▶ [THE EXERCISE] Extract every line of the records that contains the string "bald", treating uppercase and lowercase as distinct.

(Image boundary annotation data)

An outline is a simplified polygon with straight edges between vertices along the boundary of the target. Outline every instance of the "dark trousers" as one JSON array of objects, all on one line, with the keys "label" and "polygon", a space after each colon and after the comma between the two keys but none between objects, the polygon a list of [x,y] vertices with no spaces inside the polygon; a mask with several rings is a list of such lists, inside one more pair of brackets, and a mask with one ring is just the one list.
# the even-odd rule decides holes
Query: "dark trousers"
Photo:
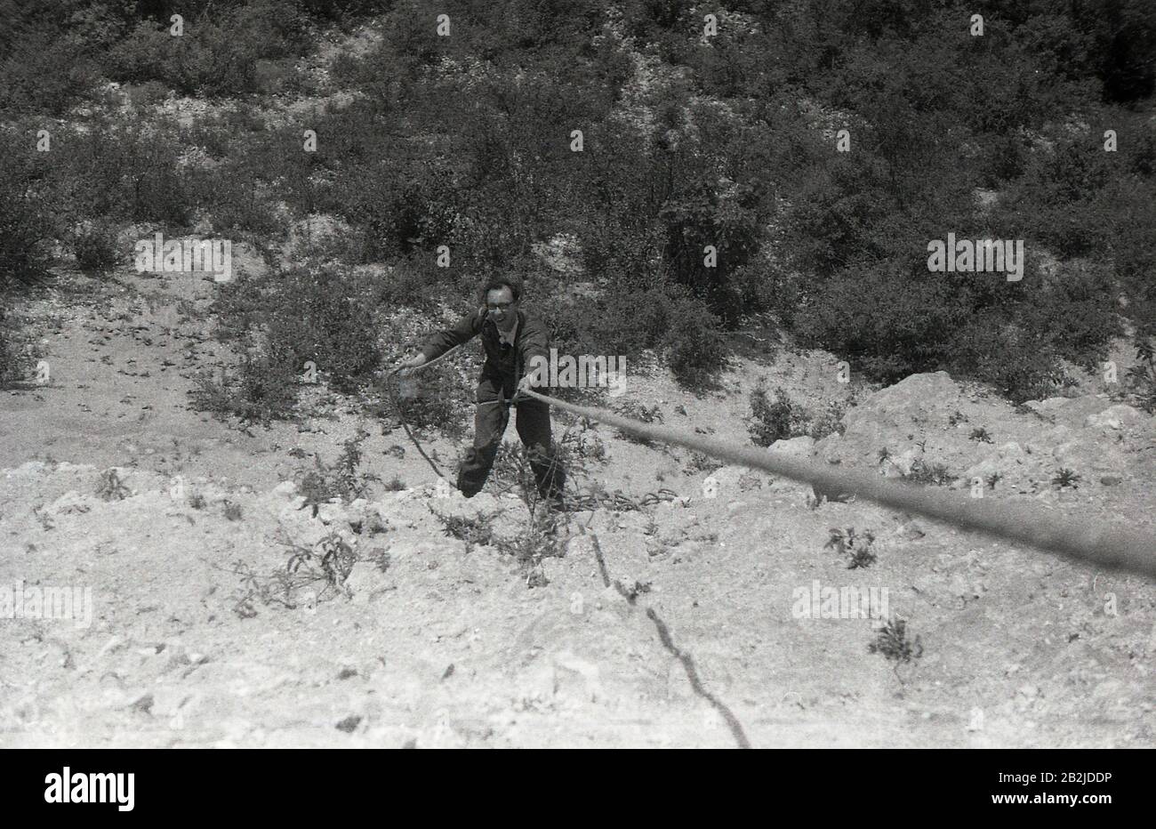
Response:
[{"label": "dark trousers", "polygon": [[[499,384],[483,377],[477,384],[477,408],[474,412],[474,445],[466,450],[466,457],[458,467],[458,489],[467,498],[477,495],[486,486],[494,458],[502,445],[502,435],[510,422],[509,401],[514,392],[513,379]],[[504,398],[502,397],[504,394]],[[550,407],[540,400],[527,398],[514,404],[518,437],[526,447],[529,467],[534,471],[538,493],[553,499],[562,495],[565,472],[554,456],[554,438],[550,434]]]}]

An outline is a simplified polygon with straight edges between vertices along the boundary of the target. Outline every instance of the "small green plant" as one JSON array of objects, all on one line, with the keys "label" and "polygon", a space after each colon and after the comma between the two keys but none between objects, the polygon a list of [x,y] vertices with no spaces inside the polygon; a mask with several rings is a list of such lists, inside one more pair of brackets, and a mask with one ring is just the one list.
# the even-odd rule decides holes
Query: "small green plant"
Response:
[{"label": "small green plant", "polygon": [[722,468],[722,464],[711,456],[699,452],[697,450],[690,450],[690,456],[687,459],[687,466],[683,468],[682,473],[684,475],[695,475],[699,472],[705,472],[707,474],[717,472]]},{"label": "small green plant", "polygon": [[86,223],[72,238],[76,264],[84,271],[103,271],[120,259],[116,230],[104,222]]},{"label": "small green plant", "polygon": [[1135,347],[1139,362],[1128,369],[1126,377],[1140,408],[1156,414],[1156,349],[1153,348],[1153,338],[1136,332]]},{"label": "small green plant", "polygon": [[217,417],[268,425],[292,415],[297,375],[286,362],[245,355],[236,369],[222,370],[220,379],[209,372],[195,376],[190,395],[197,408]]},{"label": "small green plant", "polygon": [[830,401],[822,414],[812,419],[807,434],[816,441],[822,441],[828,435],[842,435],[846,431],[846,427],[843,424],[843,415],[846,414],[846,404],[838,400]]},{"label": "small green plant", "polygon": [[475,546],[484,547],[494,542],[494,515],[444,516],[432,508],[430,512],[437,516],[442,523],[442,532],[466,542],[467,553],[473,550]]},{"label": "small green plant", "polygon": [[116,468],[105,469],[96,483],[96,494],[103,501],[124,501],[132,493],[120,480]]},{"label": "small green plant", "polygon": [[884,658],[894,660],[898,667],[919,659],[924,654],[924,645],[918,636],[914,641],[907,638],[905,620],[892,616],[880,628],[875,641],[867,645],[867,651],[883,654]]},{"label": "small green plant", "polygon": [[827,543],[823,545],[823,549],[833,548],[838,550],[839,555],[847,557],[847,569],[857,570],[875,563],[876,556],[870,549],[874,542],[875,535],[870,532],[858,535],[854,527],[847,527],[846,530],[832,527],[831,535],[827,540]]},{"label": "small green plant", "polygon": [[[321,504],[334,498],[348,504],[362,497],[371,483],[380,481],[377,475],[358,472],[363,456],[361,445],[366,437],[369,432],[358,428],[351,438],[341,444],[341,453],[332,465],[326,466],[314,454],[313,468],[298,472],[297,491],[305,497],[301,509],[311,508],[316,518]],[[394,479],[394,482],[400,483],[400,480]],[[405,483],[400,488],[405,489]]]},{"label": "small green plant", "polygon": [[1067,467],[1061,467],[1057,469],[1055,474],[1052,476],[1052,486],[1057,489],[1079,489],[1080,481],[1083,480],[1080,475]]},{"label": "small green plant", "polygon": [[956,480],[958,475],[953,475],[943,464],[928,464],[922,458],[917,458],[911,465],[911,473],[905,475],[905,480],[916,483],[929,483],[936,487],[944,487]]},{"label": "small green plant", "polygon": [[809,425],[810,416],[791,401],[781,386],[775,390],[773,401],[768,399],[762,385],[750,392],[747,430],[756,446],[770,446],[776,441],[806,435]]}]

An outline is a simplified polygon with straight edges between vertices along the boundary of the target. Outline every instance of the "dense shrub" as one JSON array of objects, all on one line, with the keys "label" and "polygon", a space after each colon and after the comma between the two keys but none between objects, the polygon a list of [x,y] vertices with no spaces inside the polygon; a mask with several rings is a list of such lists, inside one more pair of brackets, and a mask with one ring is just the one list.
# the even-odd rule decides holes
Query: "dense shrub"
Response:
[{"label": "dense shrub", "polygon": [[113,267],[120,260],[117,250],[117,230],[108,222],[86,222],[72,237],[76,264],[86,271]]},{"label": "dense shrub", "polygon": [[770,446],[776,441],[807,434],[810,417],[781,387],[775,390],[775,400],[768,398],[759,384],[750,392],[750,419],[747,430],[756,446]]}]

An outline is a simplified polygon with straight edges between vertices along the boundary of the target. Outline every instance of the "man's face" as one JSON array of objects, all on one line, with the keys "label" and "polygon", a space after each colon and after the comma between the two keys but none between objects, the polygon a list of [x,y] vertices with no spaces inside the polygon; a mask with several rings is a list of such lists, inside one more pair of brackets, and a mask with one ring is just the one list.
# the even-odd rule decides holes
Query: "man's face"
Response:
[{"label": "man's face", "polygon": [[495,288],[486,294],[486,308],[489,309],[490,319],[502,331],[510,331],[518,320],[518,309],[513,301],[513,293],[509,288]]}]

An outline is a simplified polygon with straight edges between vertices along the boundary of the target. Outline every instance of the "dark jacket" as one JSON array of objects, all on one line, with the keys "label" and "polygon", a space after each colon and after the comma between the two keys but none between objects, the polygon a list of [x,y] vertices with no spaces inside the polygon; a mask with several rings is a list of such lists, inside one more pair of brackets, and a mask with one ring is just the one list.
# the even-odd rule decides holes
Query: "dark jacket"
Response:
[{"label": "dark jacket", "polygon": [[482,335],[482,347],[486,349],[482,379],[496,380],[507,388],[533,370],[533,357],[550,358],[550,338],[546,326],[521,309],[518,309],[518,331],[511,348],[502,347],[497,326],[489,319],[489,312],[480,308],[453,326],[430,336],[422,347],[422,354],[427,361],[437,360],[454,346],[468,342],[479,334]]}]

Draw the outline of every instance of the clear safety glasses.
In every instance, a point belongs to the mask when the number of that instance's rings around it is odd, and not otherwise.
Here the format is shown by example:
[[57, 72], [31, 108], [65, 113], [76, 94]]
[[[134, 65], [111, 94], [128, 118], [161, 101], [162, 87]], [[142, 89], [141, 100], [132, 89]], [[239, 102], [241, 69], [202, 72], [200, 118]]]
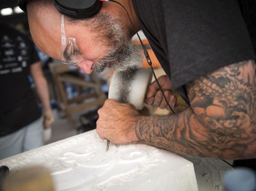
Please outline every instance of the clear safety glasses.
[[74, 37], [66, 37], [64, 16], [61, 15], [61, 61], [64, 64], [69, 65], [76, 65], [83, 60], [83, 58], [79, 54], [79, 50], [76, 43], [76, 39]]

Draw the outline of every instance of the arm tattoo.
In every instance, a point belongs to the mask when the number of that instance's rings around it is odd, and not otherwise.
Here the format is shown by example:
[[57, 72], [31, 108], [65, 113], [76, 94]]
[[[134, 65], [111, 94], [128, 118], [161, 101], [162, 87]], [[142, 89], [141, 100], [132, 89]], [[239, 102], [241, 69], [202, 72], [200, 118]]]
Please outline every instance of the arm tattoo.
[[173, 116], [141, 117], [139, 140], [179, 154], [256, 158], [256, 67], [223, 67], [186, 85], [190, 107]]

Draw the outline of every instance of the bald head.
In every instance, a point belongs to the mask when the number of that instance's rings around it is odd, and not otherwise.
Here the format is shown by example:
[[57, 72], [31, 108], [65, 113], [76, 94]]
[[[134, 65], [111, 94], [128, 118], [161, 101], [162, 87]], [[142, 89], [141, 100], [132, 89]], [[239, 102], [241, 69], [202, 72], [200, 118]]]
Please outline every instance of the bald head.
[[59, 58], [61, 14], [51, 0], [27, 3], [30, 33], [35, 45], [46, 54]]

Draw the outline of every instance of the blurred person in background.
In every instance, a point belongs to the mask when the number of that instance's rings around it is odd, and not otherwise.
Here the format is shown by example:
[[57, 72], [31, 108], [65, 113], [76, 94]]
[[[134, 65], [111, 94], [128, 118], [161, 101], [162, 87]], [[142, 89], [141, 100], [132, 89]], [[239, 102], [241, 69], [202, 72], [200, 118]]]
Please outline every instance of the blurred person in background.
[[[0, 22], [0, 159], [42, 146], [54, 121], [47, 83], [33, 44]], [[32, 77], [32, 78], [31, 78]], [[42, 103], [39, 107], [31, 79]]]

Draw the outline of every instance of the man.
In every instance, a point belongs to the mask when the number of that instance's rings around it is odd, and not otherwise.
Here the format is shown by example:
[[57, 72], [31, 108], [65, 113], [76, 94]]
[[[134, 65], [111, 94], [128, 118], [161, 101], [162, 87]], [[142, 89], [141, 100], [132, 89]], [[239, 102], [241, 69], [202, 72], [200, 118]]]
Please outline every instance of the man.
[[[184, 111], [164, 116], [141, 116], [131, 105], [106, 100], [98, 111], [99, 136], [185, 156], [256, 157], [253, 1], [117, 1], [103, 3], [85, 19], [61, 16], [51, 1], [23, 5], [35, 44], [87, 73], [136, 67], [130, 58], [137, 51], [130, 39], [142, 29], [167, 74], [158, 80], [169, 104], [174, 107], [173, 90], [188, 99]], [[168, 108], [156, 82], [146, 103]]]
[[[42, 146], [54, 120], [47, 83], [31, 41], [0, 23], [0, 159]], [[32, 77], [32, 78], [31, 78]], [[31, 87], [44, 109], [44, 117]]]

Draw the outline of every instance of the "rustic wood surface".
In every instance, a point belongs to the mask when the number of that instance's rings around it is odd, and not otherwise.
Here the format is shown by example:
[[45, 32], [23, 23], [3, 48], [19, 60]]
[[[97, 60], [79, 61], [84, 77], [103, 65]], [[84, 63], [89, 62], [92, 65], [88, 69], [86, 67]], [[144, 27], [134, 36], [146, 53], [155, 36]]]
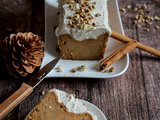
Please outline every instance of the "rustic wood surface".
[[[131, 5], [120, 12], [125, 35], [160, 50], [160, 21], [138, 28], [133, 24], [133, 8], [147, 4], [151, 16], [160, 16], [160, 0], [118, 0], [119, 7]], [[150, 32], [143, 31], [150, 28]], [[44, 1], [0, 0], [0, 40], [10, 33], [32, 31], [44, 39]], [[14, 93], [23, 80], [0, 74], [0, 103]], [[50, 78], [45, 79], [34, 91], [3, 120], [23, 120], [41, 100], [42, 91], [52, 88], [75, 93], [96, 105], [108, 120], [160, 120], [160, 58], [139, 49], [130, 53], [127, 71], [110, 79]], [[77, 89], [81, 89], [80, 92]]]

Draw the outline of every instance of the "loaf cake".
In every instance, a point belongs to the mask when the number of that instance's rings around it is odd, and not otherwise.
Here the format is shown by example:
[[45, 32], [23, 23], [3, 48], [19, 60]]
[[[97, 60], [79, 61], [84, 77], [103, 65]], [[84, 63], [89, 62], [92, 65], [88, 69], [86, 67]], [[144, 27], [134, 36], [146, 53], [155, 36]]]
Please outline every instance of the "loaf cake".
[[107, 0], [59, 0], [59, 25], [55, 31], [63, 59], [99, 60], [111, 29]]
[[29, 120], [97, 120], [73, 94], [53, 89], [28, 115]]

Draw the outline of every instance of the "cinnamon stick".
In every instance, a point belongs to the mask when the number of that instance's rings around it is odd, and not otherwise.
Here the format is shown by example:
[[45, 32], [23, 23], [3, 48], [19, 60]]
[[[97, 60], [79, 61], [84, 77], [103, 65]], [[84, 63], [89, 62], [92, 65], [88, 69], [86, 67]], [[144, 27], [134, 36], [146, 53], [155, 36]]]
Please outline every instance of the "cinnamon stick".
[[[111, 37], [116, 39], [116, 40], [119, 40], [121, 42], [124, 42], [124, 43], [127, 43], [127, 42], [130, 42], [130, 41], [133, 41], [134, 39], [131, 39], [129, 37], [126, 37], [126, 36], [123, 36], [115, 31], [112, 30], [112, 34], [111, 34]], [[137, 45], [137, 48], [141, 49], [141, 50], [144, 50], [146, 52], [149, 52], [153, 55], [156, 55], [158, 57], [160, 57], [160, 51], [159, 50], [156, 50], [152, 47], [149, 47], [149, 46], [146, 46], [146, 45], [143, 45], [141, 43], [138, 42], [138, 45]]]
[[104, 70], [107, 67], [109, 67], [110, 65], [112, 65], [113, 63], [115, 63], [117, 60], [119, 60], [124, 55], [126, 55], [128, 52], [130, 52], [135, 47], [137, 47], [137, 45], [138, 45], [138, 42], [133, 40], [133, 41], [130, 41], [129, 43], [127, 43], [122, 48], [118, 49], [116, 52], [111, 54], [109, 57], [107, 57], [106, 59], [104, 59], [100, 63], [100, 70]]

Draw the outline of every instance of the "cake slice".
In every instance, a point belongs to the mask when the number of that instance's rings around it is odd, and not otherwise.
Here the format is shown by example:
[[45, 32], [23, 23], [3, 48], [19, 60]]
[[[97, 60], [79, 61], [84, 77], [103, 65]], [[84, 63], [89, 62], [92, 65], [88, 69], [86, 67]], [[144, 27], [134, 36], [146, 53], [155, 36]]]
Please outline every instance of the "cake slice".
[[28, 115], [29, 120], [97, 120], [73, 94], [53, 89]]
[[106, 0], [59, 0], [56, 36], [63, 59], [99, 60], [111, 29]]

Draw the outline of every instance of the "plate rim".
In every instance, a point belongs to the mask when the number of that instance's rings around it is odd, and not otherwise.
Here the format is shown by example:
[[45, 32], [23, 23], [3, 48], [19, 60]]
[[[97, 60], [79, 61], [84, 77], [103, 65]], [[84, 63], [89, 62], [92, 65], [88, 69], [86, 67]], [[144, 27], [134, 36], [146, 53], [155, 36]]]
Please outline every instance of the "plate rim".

▶ [WRITTEN SOLUTION]
Draw the outline of every instance of the bald head.
Please outline every instance of the bald head.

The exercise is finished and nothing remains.